» Set task:
Retype, without any changes, the lines that run from the first line through the line holding "xmin=0 ymin=156 xmax=604 ymax=1024", including both of them.

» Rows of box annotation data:
::::::::::

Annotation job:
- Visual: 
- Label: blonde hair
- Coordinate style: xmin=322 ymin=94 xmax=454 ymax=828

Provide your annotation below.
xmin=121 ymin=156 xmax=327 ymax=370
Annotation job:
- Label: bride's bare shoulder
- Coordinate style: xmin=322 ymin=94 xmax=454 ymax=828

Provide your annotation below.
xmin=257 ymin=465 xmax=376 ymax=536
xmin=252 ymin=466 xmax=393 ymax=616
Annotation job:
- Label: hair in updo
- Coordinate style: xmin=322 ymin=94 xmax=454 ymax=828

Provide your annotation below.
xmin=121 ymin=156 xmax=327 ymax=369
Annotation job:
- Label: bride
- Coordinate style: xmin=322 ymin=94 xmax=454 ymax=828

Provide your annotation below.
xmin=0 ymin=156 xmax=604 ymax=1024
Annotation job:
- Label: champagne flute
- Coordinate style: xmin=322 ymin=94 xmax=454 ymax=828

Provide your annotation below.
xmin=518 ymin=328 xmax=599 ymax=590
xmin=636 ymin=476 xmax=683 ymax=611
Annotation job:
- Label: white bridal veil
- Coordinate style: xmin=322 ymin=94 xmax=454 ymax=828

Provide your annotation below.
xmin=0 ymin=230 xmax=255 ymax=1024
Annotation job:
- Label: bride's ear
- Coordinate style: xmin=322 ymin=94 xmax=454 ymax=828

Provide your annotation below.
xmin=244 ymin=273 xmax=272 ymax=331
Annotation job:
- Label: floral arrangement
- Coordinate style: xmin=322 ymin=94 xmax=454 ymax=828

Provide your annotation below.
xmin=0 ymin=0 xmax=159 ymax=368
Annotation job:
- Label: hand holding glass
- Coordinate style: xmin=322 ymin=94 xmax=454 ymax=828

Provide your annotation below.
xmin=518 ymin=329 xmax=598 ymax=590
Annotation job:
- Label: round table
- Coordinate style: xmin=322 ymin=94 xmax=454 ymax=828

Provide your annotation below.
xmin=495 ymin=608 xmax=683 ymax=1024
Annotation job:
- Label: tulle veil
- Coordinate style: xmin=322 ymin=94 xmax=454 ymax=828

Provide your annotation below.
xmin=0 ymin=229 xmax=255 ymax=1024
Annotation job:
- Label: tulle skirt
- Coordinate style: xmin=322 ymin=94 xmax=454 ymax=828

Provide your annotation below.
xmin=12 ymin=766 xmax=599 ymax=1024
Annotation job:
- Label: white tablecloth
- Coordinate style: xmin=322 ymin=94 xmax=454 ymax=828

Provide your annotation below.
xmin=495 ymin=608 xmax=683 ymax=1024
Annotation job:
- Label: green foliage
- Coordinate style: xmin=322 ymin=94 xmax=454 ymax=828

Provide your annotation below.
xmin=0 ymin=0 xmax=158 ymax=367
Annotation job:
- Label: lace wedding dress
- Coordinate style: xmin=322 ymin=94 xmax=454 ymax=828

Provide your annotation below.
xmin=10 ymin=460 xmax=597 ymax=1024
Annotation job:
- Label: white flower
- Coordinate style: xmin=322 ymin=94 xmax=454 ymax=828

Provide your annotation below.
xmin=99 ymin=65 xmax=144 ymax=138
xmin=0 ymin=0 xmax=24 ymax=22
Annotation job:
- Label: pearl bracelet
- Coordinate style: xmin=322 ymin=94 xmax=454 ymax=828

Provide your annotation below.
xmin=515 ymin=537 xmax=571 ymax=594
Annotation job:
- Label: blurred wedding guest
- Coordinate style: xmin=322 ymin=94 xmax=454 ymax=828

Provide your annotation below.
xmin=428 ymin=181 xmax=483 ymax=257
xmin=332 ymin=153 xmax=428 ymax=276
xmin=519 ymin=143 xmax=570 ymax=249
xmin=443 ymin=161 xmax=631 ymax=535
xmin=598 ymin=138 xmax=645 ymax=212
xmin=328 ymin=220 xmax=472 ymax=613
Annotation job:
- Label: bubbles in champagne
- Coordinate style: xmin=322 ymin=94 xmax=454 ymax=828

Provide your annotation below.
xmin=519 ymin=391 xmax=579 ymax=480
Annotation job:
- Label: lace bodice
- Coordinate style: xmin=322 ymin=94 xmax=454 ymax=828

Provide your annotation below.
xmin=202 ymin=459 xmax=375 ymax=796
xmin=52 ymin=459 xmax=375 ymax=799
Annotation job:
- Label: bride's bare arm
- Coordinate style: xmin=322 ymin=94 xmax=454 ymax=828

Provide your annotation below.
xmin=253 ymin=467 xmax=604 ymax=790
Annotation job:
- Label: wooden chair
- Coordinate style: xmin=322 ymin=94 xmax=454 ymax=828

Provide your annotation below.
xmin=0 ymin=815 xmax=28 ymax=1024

::::::::::

» Answer to the problem:
Annotation job:
- Visual: 
- Label: blonde hair
- Coordinate style: xmin=322 ymin=94 xmax=454 ymax=828

Provide your annotation below.
xmin=121 ymin=156 xmax=327 ymax=370
Annotation job:
- Label: bride's bare shoulder
- Coordinate style: xmin=322 ymin=94 xmax=454 ymax=828

Provide your annotation below.
xmin=257 ymin=465 xmax=376 ymax=536
xmin=252 ymin=466 xmax=393 ymax=616
Annotation job:
- Label: hair in updo
- Coordinate style: xmin=322 ymin=94 xmax=454 ymax=828

Provide your annotation below.
xmin=121 ymin=156 xmax=327 ymax=369
Annotation job:
- Label: bride
- Coordinate style: xmin=322 ymin=94 xmax=454 ymax=828

Provide your annotation below.
xmin=0 ymin=156 xmax=604 ymax=1024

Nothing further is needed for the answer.